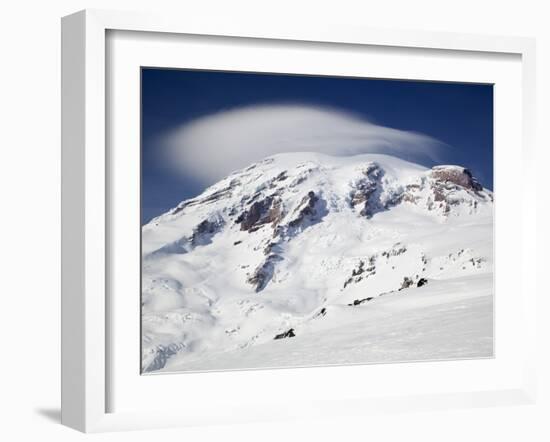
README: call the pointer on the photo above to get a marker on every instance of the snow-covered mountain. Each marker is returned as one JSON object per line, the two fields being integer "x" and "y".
{"x": 307, "y": 259}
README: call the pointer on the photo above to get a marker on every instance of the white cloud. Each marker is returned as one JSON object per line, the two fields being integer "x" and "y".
{"x": 211, "y": 147}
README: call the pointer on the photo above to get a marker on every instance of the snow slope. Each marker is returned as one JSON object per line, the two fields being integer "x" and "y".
{"x": 305, "y": 259}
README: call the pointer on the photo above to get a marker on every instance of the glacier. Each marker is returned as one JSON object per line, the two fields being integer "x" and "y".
{"x": 307, "y": 259}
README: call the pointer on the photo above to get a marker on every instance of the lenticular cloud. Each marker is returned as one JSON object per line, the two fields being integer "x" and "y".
{"x": 211, "y": 147}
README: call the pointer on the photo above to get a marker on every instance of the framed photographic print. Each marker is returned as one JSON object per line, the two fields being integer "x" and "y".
{"x": 289, "y": 222}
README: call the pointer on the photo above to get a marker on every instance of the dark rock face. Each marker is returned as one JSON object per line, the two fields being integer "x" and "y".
{"x": 421, "y": 282}
{"x": 266, "y": 211}
{"x": 203, "y": 233}
{"x": 263, "y": 273}
{"x": 366, "y": 191}
{"x": 288, "y": 334}
{"x": 456, "y": 175}
{"x": 361, "y": 272}
{"x": 360, "y": 301}
{"x": 407, "y": 282}
{"x": 306, "y": 209}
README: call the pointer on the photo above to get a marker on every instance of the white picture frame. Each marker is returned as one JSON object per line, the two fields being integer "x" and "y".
{"x": 86, "y": 315}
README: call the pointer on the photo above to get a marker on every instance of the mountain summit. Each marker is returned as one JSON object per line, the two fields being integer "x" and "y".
{"x": 305, "y": 258}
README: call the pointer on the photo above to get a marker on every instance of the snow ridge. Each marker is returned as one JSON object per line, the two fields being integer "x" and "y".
{"x": 301, "y": 243}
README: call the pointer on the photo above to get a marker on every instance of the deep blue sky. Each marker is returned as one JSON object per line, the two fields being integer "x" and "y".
{"x": 458, "y": 114}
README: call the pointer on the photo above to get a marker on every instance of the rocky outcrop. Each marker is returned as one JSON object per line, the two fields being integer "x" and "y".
{"x": 366, "y": 191}
{"x": 264, "y": 273}
{"x": 265, "y": 211}
{"x": 288, "y": 334}
{"x": 203, "y": 233}
{"x": 456, "y": 175}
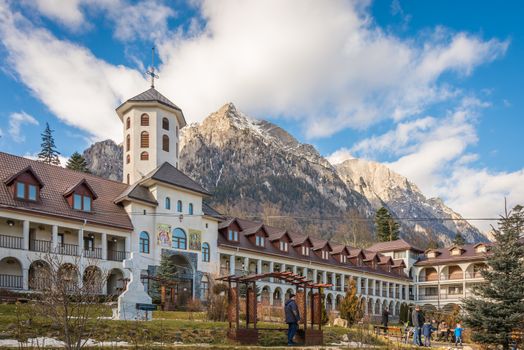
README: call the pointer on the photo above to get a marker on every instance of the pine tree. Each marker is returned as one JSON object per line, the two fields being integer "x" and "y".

□ □ □ □ □ □ □

Exercise: Word for word, set down every line of the records above, and leave the pictures out.

Task solution:
README: call the pointer on the photo above to get a marker on every instance of the snow-covered mountain. Each marker is returned as one JSON object per line, the two fields being integer "x" and "y".
{"x": 307, "y": 259}
README: call the pointer on the photo above to get a marker on every instance of the white cloud. Each marker is returned as one JSON object per line, the two fields being integer "x" and "y".
{"x": 211, "y": 147}
README: call the pointer on the photo above to get a marker on every instance of the snow slope. Each marker is returned as one JSON object per line, the two fields being integer "x" and "y".
{"x": 305, "y": 259}
README: call the pointer on the photo above to get a marker on every instance of the glacier. Each marker is returned as one JSON object per line, the two fields being integer "x" and "y".
{"x": 307, "y": 259}
README: call the pointer on the photo above to get a marker on every instance of the lenticular cloud. Each marker is returned as one JSON object per line, the two fields being integer "x" and "y".
{"x": 211, "y": 147}
README: call the pointer on the photo above to get a marker on every instance of the framed photographic print. Each marker is returned as one JSON object per line, the two fields being integer "x" and "y".
{"x": 289, "y": 222}
README: call the pointer on the photo above to get a marker on every instance of the dark rock face. Each marker is returned as one JSON object per line, the two fields being integer "x" and "y".
{"x": 421, "y": 282}
{"x": 266, "y": 211}
{"x": 203, "y": 233}
{"x": 263, "y": 273}
{"x": 366, "y": 191}
{"x": 288, "y": 334}
{"x": 456, "y": 175}
{"x": 361, "y": 272}
{"x": 360, "y": 301}
{"x": 407, "y": 282}
{"x": 306, "y": 209}
README: call the pointer on the photo above to get a marker on every instance of the white picture frame. Each marker is returned as one JSON object per line, the two fields being integer "x" and "y".
{"x": 86, "y": 315}
README: call the pointer on the photo above to get a marker on every instance of the mountain summit. Each marker is returned as one JSON object per line, the two fields being integer "x" and "y".
{"x": 305, "y": 258}
README: call the pointer on the photo above to get a marker on every instance of the snow ridge. Each marker is returned as one JSON object per line, the two fields being integer "x" and "y".
{"x": 301, "y": 243}
README: call the pointer on the photo above to get a marker on every instance of the deep blue sky. Each marker is returned as one JSON object per line, the two fields being integer "x" and "y".
{"x": 458, "y": 114}
README: call the pointer on the photo above to get a marker on every instance of the rocky outcrop. Each marker is returned as one JSON object per line, the two fields being integer "x" and "y".
{"x": 366, "y": 191}
{"x": 264, "y": 273}
{"x": 265, "y": 211}
{"x": 288, "y": 334}
{"x": 203, "y": 233}
{"x": 456, "y": 175}
README: call the pointer on the photo above to get a marker on every instance of the pine tree. Each marker is returned as one JSON object per line, the two fields being integer "x" and "y".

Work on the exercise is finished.